Could you reproduce all of the entries below without a single change?

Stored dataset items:
---
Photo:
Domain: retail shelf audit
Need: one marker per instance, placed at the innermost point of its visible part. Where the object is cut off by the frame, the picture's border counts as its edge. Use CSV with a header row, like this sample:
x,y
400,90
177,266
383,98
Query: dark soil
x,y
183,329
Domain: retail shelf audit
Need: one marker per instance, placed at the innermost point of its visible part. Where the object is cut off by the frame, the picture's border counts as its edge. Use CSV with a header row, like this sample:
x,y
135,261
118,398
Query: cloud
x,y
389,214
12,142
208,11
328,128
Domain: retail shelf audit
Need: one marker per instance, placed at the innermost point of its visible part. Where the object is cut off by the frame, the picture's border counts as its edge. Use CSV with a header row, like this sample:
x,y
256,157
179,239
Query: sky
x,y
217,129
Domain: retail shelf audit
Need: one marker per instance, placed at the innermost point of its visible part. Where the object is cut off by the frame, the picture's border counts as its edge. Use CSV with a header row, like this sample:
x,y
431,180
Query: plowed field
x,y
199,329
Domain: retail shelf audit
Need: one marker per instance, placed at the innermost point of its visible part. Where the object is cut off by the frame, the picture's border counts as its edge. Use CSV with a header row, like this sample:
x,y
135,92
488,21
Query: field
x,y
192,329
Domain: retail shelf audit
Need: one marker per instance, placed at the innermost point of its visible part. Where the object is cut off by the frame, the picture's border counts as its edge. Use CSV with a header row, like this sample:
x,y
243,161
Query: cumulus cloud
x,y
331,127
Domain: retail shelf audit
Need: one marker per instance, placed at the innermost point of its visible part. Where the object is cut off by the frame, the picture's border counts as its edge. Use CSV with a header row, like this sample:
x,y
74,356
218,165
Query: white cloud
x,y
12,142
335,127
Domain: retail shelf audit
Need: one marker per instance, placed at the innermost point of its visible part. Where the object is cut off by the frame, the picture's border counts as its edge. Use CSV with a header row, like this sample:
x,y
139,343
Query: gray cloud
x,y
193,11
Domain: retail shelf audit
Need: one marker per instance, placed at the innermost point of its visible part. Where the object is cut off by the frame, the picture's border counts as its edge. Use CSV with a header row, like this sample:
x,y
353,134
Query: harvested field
---
**Result**.
Photo:
Domain: retail shelf audit
Need: one marker per instance, placed at the innermost point of its visible part. Where the object is cut off by the frame, the picture's border counts as its edge. Use CSV with a header row, like this sample:
x,y
400,90
177,266
383,98
Query: dark soil
x,y
183,329
Domain: retail shelf audit
Need: one marker per instance, placed at the innermost point of its visible part. Where the object is cut off by the frame, the picture's border counts as its edge. Use CSV with a header row, like this sample:
x,y
135,261
118,398
Query: cloud
x,y
389,214
12,142
208,11
328,128
Domain: retail shelf audit
Need: one marker per instance, placed at the innermost point of its visible part. Where the object is cut off by the frame, the picture's border counts as its edge. Use CSV with a header row, like this sample:
x,y
256,157
179,239
Query: sky
x,y
217,129
Domain: retail shelf audit
Need: one marker per instance, placed at the innermost point of its visible part. Where the object is cut off by the frame, the picture's border counts as its edge. Use CSV with a header row, like this sample:
x,y
431,180
Query: plowed field
x,y
199,329
Domain: retail shelf audit
Need: one marker per instance, placed at the innermost point of its visible part. Where the object is cut off by the frame, the picture's border counts as its edge. Use CSV with a header row, like this sample:
x,y
135,92
488,21
Query: field
x,y
192,329
Domain: retail shelf audit
Need: one marker per instance, placed at the innermost point of its visible part. Where the object is cut off by the frame, the picture's border counts as its edge. Use CSV with a header row, like this sample:
x,y
243,161
Query: cumulus cloud
x,y
331,127
Domain: retail shelf audit
Need: one marker per instance, placed at the innermost point of its visible part. Where the object is cut off by the frame, the picture's border counts as its edge. Use CSV with a header row, like this sample:
x,y
74,356
218,165
Query: white cloud
x,y
12,142
335,127
Domain: retail shelf audit
Need: one marker per instance, placed at the innermost point of its visible part. Where the object is cut off by the frame, the picture's border counts as its edge. Use CSV with a header row, like this sample:
x,y
139,343
Query: gray cloud
x,y
193,11
Domain: retail shelf audit
Need: one marker per instance, placed at the innermost point of its visible part. Where the object is cut off by the frame, the picture's border counts as its edge. Use CSV with a header row, like this sample:
x,y
353,134
Query: harvested field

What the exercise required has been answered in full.